>> Start Source extract

Welcome to Big D
By Sandy Blair, Stephanie Feagan and Pam Payne
Editor’s Note: Since the Romance Writers of America National Conference is in Dallas this month, we decided to have three of our Texan Noodlers give the low-down on the host city, which is fun to visit even if you’re not a romance writer.
Hi, y’all. Welcome to Dallas. The first thing you’ll likely notice as you step off the plane is the heat. Since Dallas in July can be brutal, wear light cotton clothing and layer on the sunscreen. But be forewarned, our hotels are cool, bordering on cold, so pack accordingly. And don’t forget your swimsuit! That hotel pool will feel like heaven after a day in the Texas sun.
Getting There and Getting Around
Contributed by Sandy Blair
Dallas has two major commuter airports — Love Field (Dallas) and Dallas-Fort Worth International (DFW). Love Field is located on the outskirts of downtown Dallas. DFW Airport is located between Dallas and Fort Worth. Your choice of air carrier will decide which airport you’ll be using (i.e. American Airlines uses both, whereas Canadian Airlines only uses DFW). Make sure you check your ticket when you’re ready to go home so you go to the right airport.
GETTING TO THE HOTEL
In both the Love Field and DFW luggage areas you’ll find ground transportation into the city and rental-car booths.
Super Shuttle: The Hyatt Hotel (where Romance Writers of America is hosting their annual conference this month) recommends you use the “Super Shuttle,” a big blue van found on the DFW terminal upper level. It runs every 20 minutes and costs $17 per person.

>> End Source extract
>> Start Provided information

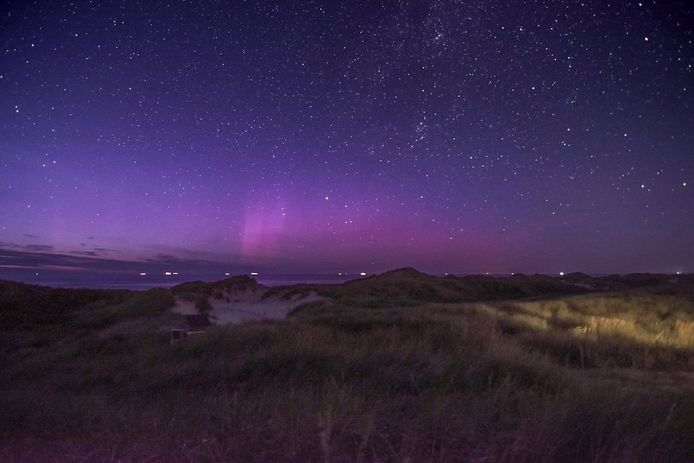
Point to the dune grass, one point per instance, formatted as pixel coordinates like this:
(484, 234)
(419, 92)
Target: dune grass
(508, 381)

>> End Provided information

• Required tasks
A - Decide whether each statement agrees with the Dallas guide above. Answer yes or no for each, and quote the words of the guide that decide it.
(i) Love Field sits on the outskirts of downtown Dallas.
(ii) Canadian Airlines flies into both Dallas airports.
(iii) The Super Shuttle leaves every 30 minutes.
B - Extend the Dallas guide above, picking up right after its final sentence.

• Task-by-task answers
A -
(i) Yes: "Love Field is located on the outskirts of downtown Dallas."
(ii) No: "whereas Canadian Airlines only uses DFW"
(iii) No: "It runs every 20 minutes and costs $17 per person."

B -
Taxis: Fares from DFW and Love Field are set by the city. DFW International to downtown will cost $40 + tip. The ride will take anywhere from 20-45 minutes, depending on your arrival time. The fare from Love Field to downtown will be $20 + tip and will take 15-20 minutes. For a complete list of fares to outlying areas you might like to see (i.e. Fort Worth where you’ll find Billie Bob’s, the Stock Yards, the Kimble Museum, etc.), click here.
Limousine Service: Royal Car Service (owner, Emir) is reliable and uses Lincoln Continentals. Call ahead (972-33-8484) to make a reservation either to or from either airport. Cost is $55 + tip.
DART (mass-transit system) buses and light rail: Runs every 15 minutes, but may prove a hassle from either airport as you’ll have to make two bus transfers and then have a .19 mile walk to get to the Hyatt. The adventuresome can go to www.tripplan.dart.org and find all the information, including maps.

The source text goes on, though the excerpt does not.